Data for analysis =>
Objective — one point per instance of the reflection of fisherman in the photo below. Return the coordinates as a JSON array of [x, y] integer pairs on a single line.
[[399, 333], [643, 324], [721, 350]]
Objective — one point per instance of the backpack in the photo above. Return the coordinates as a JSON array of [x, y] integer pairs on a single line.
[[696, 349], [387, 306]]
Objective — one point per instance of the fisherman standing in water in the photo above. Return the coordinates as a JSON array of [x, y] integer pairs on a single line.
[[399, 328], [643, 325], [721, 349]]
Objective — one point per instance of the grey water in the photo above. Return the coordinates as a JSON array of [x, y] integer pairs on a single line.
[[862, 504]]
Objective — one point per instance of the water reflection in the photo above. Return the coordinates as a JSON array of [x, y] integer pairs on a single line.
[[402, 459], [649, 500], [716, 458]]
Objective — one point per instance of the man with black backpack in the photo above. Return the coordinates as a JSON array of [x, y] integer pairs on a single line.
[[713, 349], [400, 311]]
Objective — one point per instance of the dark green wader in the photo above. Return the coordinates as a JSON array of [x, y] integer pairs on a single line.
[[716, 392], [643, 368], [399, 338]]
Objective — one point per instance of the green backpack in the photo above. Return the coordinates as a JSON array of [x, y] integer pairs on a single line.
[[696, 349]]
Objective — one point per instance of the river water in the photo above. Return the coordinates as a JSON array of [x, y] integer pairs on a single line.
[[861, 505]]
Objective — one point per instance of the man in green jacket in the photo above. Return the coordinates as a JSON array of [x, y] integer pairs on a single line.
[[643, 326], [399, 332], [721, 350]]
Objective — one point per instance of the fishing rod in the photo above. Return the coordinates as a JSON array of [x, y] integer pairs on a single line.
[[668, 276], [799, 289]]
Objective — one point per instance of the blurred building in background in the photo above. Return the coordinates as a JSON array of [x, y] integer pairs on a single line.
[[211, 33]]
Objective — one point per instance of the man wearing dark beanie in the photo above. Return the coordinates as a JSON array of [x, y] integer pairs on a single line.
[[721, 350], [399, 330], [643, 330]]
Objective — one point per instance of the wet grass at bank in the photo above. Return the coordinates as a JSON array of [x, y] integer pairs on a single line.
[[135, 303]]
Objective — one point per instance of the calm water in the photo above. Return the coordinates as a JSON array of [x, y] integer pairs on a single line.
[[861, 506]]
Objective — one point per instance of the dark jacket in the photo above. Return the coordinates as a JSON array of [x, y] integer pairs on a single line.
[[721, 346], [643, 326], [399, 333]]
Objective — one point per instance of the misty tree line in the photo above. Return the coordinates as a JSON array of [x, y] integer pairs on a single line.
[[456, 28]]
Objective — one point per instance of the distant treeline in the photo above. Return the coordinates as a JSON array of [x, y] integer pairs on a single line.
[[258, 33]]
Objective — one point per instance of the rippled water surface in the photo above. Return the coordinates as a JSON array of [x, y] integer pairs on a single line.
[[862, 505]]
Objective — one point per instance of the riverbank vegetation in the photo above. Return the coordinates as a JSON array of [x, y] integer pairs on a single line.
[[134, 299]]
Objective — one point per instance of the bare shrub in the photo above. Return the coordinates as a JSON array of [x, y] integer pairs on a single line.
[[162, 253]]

Required work =>
Restate, without alteration, the lines of the material above that begin at the one containing "Objective — one point per instance of the bare" and run through its last line.

Answer below =>
Objective — one point per instance of the bare shrub in the photo above. Return the coordinates as a JSON array of [x, y] integer pairs on a single line.
[[162, 253]]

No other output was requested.